## Begin Extracted data

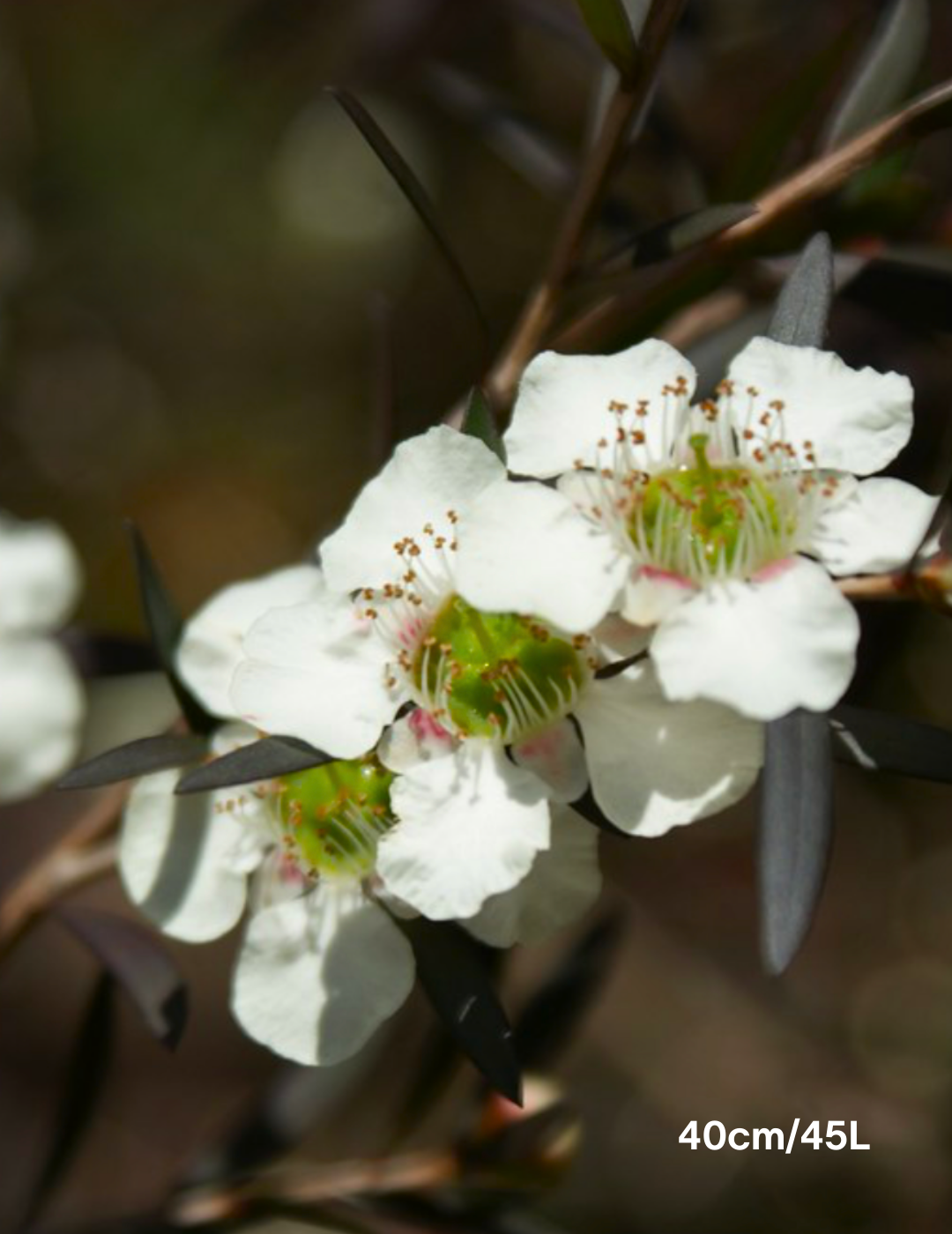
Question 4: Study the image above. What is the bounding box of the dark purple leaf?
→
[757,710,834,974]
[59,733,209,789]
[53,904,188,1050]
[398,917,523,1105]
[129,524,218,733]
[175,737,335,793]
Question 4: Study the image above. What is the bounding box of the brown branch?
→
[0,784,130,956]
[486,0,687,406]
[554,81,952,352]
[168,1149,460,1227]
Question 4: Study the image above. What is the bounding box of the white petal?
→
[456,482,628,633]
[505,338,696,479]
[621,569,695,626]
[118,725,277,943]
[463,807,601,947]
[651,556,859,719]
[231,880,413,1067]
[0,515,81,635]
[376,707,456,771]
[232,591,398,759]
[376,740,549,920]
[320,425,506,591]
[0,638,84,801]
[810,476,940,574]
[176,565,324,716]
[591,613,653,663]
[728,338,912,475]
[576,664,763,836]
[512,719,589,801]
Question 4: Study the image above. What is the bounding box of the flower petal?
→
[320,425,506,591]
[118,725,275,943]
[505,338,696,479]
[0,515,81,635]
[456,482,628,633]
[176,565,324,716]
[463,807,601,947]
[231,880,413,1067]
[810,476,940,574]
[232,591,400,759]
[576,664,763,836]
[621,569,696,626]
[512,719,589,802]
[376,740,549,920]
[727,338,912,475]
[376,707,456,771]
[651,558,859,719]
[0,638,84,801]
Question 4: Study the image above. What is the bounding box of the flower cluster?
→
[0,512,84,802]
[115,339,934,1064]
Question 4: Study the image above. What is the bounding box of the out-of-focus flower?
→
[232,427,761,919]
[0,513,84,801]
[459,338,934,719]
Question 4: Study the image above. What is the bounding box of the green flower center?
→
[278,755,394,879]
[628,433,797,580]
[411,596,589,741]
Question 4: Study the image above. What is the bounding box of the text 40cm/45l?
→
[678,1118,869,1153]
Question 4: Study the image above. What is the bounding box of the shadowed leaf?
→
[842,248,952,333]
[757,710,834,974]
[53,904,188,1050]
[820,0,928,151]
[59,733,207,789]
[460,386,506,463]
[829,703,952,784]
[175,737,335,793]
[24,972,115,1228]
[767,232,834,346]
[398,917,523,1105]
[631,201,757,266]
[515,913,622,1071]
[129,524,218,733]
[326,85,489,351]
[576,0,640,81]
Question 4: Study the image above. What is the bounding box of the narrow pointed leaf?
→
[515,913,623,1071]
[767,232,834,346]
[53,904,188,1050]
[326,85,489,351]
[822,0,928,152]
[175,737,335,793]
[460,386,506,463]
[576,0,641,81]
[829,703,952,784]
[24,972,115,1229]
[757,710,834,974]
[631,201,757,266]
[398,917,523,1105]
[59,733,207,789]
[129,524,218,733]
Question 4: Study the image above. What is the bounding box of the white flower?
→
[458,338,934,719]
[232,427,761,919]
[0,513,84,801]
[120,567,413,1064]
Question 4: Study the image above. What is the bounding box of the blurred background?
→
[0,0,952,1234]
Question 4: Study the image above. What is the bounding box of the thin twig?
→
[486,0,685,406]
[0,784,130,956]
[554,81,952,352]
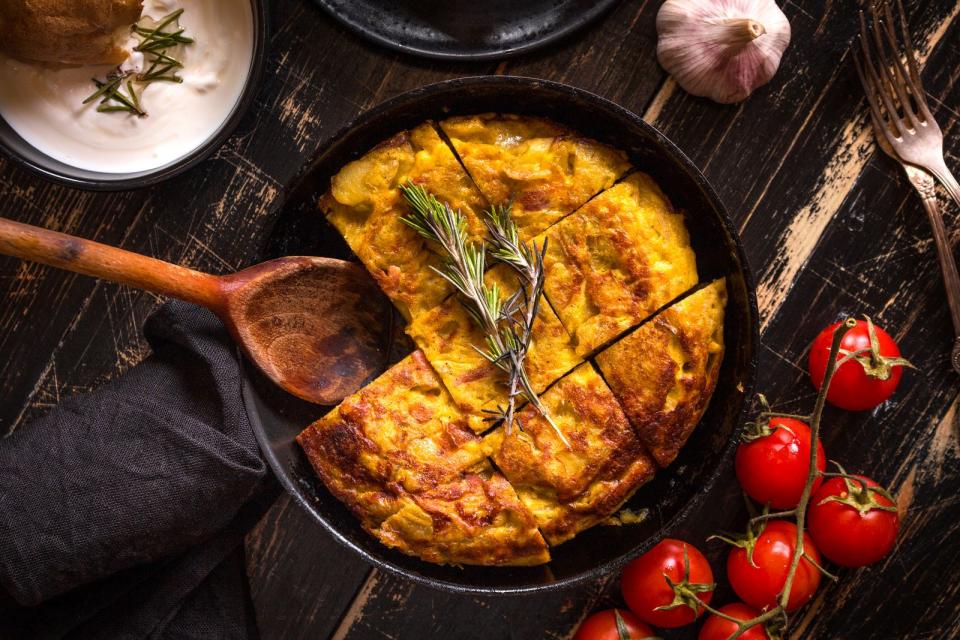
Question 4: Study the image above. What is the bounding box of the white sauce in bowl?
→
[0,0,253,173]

## End Extracted data
## Begin Extracted data

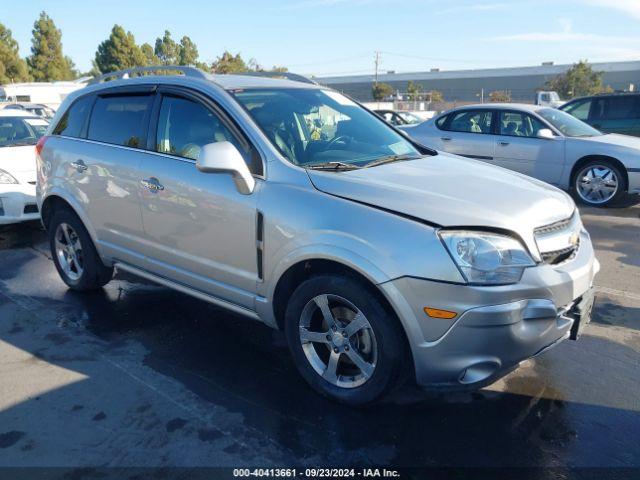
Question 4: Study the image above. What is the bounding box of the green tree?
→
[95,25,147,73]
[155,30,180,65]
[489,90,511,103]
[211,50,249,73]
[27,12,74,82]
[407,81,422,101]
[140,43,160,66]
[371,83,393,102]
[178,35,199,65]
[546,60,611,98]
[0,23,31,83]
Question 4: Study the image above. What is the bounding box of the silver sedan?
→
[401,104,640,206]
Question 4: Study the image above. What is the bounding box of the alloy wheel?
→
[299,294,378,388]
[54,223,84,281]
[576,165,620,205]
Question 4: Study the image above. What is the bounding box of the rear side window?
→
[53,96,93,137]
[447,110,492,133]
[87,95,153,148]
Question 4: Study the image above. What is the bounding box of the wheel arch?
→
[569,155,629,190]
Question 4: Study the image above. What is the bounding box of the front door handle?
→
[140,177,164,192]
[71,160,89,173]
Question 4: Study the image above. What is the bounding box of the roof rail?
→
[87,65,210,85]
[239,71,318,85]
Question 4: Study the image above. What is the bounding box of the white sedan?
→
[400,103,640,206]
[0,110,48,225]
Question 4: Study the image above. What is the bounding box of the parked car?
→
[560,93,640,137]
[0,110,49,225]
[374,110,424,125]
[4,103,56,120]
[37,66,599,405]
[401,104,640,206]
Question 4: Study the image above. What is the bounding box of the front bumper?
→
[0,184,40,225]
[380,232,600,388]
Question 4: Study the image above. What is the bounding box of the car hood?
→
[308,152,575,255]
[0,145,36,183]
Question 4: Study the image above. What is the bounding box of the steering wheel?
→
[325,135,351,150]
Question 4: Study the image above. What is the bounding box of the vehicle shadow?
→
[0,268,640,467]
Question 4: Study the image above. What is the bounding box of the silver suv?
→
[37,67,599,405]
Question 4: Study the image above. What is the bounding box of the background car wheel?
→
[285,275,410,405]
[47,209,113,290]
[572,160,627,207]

## End Extracted data
## Begin Extracted data

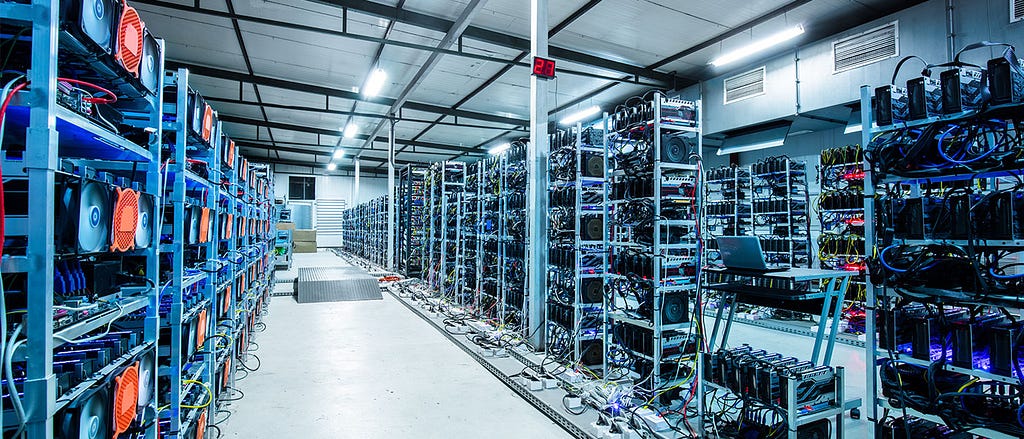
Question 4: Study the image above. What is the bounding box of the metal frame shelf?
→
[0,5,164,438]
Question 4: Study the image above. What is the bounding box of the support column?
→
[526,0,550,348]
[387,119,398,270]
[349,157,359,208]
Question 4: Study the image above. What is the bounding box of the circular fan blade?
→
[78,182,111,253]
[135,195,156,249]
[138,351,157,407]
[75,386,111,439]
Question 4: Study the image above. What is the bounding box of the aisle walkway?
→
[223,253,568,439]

## End Extracted data

**Problem**
Write out verbatim the rows starting at the line that contains "the parked car?" and ending at the line that contains "[37,67,599,405]", with both of those lines included.

**Reply**
Question 4: Study the image above. What is the bounding box of the parked car?
→
[560,93,640,137]
[0,110,49,225]
[374,110,424,125]
[4,103,56,120]
[37,66,599,405]
[401,104,640,206]
Question 4: Study the image above. What is the bounding box of the front bumper?
→
[0,184,40,225]
[380,232,600,388]
Question 4: Study the image above. What is the bounding box of the car hood?
→
[308,152,575,255]
[0,145,36,183]
Question 4: Study the image above. What is the bounding box of the steering wheel?
→
[325,135,351,150]
Question 4: Study the image above. What is the bounding box of the vehicle shadow?
→
[0,268,640,467]
Question 4: Study the image above. What is the bounding box of the silver suv?
→
[37,67,599,405]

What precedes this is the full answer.